**Work instructions**. Beneath this sentence is a set of records; write each of them out exactly.

--- Start Material for the task ---

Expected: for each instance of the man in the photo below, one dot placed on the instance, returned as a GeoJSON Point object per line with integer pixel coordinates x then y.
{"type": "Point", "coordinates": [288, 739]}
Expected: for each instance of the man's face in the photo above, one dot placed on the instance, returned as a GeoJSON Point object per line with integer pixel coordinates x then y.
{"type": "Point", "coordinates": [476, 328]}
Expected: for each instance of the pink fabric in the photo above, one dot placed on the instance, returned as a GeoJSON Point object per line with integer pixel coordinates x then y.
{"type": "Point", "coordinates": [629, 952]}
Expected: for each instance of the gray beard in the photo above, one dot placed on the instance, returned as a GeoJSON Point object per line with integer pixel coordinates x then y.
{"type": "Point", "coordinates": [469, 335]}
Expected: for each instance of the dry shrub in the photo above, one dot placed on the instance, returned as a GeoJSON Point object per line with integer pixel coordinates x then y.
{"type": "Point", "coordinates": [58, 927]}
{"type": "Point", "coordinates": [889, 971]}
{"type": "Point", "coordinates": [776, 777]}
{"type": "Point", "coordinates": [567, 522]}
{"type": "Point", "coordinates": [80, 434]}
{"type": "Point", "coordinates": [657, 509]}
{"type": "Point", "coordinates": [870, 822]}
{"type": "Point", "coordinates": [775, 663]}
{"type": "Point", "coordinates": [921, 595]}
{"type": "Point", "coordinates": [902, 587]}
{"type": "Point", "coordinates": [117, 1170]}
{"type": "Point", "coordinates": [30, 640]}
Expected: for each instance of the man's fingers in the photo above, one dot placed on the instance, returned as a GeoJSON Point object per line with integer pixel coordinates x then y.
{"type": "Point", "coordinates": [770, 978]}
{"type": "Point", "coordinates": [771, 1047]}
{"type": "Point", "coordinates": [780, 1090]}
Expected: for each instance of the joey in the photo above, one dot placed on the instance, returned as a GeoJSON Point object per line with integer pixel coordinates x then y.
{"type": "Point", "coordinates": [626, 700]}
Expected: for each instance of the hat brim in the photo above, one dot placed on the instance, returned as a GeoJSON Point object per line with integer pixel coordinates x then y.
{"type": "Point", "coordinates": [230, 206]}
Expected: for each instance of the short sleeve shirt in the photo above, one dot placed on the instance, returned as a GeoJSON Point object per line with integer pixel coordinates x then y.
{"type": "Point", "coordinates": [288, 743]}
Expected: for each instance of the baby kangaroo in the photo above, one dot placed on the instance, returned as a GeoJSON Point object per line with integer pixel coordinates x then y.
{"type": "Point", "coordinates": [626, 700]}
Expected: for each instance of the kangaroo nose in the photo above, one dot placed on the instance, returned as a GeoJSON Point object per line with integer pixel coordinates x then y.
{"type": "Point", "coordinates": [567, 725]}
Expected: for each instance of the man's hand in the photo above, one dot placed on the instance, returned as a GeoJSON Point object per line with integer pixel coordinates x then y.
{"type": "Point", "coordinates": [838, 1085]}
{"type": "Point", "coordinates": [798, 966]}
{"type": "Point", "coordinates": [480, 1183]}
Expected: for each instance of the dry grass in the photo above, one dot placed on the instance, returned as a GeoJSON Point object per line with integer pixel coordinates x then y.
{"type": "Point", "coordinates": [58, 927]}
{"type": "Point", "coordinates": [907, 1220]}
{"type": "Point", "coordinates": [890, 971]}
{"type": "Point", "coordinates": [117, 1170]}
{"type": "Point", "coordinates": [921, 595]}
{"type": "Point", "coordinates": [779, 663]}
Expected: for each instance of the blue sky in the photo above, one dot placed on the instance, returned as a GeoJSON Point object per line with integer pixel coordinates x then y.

--- End Material for the task ---

**Output below**.
Expected: for each instance of the man in the photo below, one dot placed on the instance, returned as a GeoJSON Point object per line with integer pixel coordinates x then y.
{"type": "Point", "coordinates": [288, 739]}
Expected: for each instance of the man's face in the photo above, one dot placed on the instance, returned as a GeoJSON Point object per line with integer pixel coordinates x then y.
{"type": "Point", "coordinates": [476, 328]}
Expected: for each instance of the pink fabric in the photo above, one dot placed on the instance, returned as a GeoJSON Point object per line with integer pixel coordinates x then y.
{"type": "Point", "coordinates": [629, 952]}
Expected: for each instance of the gray beard in the photo above, one dot placed on the instance, returned as a GeoJSON Point object per line with integer pixel coordinates x then y.
{"type": "Point", "coordinates": [469, 335]}
Expected: for each instance of the dry shrub in the photo above, one dot placed on the instance, returned as a GeoJSON Point object per line with integer pixel coordinates x then y.
{"type": "Point", "coordinates": [58, 927]}
{"type": "Point", "coordinates": [889, 971]}
{"type": "Point", "coordinates": [776, 777]}
{"type": "Point", "coordinates": [567, 522]}
{"type": "Point", "coordinates": [80, 434]}
{"type": "Point", "coordinates": [657, 509]}
{"type": "Point", "coordinates": [870, 822]}
{"type": "Point", "coordinates": [775, 663]}
{"type": "Point", "coordinates": [921, 595]}
{"type": "Point", "coordinates": [902, 587]}
{"type": "Point", "coordinates": [117, 1170]}
{"type": "Point", "coordinates": [30, 640]}
Expected: for each instance of the man's fingers in the photo above, one dot placed on the instance, returned as a GeoJSON Point object per line with integer pixel coordinates x then y.
{"type": "Point", "coordinates": [770, 978]}
{"type": "Point", "coordinates": [771, 1047]}
{"type": "Point", "coordinates": [780, 1090]}
Expected: for each instance of the joey in the photo above, one dot placed on the instance, returned as a GeoJSON Point object per line with integer pixel coordinates x then y.
{"type": "Point", "coordinates": [626, 700]}
Expected: for each instance of the hat brim in the photo above, one dot placed on the instance, returned as a GeoJSON Point object per line with integer pixel coordinates x then y.
{"type": "Point", "coordinates": [230, 206]}
Expected: for each instance of the short sleeve shirt in the photo above, one dot placed on the instance, returned as a GeoJSON Point object per line with integer pixel coordinates x then y.
{"type": "Point", "coordinates": [288, 743]}
Expected: for each instance of the baby kangaroo in the photo above, one dot placed on the instance, returned as a GeoJSON Point object per line with integer pixel coordinates x then y.
{"type": "Point", "coordinates": [626, 700]}
Expected: for each instance of the kangaroo nose in the photo above, one dot placed on the instance, returned as a GeoJSON Point object per line with integer pixel coordinates x then y.
{"type": "Point", "coordinates": [567, 725]}
Expected: for each instance of the man's hand in the photo above, one dot placed on the instance, returned as a GeoJSON Point object per line with integer pixel coordinates x then y.
{"type": "Point", "coordinates": [838, 1085]}
{"type": "Point", "coordinates": [798, 966]}
{"type": "Point", "coordinates": [480, 1183]}
Expected: for each instance of the dry grass in the photo above, one dot placed on the instance, returned as a GeoJSON Point object per line with integer pixel coordinates x then y.
{"type": "Point", "coordinates": [58, 927]}
{"type": "Point", "coordinates": [907, 1220]}
{"type": "Point", "coordinates": [890, 971]}
{"type": "Point", "coordinates": [117, 1170]}
{"type": "Point", "coordinates": [921, 595]}
{"type": "Point", "coordinates": [779, 663]}
Expected: for each instance of the blue sky in the photo above, one dot placed on the instance, returned as a GeoJSON Point object per line with integer pixel coordinates x then y.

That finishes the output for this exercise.